The problem:
Word for word, copy out the records given below.

Given data:
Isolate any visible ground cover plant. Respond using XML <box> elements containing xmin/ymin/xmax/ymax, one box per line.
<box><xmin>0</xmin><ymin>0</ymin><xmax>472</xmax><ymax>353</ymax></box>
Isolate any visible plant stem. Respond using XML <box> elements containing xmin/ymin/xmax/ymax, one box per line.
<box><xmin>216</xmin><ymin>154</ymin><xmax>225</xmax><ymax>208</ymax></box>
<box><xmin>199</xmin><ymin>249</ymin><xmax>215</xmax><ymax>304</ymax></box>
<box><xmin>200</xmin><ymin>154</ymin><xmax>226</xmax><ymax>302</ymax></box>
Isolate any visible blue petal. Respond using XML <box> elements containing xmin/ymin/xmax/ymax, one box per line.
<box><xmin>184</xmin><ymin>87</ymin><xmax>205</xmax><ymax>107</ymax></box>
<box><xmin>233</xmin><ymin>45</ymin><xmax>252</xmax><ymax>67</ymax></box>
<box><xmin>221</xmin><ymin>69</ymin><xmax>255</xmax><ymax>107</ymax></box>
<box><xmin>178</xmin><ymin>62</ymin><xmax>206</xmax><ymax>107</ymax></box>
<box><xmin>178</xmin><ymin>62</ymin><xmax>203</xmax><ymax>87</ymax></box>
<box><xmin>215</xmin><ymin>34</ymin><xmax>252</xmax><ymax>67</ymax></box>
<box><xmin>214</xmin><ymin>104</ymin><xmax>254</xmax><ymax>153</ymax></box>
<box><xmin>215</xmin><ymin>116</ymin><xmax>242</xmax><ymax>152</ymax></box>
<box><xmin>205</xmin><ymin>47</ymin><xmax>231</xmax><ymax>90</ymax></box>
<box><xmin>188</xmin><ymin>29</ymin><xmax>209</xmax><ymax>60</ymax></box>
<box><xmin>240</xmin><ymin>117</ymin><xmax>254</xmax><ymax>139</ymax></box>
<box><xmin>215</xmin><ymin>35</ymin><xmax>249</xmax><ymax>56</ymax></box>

Task output:
Isolate any visible ground cover plant. Respond using XML <box> elements containing xmin/ymin/xmax/ymax, one box per line.
<box><xmin>0</xmin><ymin>0</ymin><xmax>472</xmax><ymax>353</ymax></box>
Isolate any visible plant stem. Respond using XML <box> elements containing xmin/ymin/xmax/ymax, one box per line.
<box><xmin>216</xmin><ymin>154</ymin><xmax>225</xmax><ymax>208</ymax></box>
<box><xmin>199</xmin><ymin>249</ymin><xmax>215</xmax><ymax>304</ymax></box>
<box><xmin>200</xmin><ymin>154</ymin><xmax>226</xmax><ymax>302</ymax></box>
Isolate any visible blue petal. Respond using XML <box> elements containing xmin/ymin/xmax/ymax, one box per line.
<box><xmin>184</xmin><ymin>87</ymin><xmax>205</xmax><ymax>107</ymax></box>
<box><xmin>233</xmin><ymin>45</ymin><xmax>252</xmax><ymax>67</ymax></box>
<box><xmin>221</xmin><ymin>69</ymin><xmax>255</xmax><ymax>107</ymax></box>
<box><xmin>178</xmin><ymin>62</ymin><xmax>206</xmax><ymax>107</ymax></box>
<box><xmin>178</xmin><ymin>62</ymin><xmax>203</xmax><ymax>87</ymax></box>
<box><xmin>215</xmin><ymin>34</ymin><xmax>252</xmax><ymax>67</ymax></box>
<box><xmin>214</xmin><ymin>104</ymin><xmax>254</xmax><ymax>153</ymax></box>
<box><xmin>215</xmin><ymin>116</ymin><xmax>242</xmax><ymax>152</ymax></box>
<box><xmin>205</xmin><ymin>47</ymin><xmax>231</xmax><ymax>90</ymax></box>
<box><xmin>188</xmin><ymin>29</ymin><xmax>209</xmax><ymax>60</ymax></box>
<box><xmin>240</xmin><ymin>117</ymin><xmax>254</xmax><ymax>139</ymax></box>
<box><xmin>215</xmin><ymin>35</ymin><xmax>249</xmax><ymax>56</ymax></box>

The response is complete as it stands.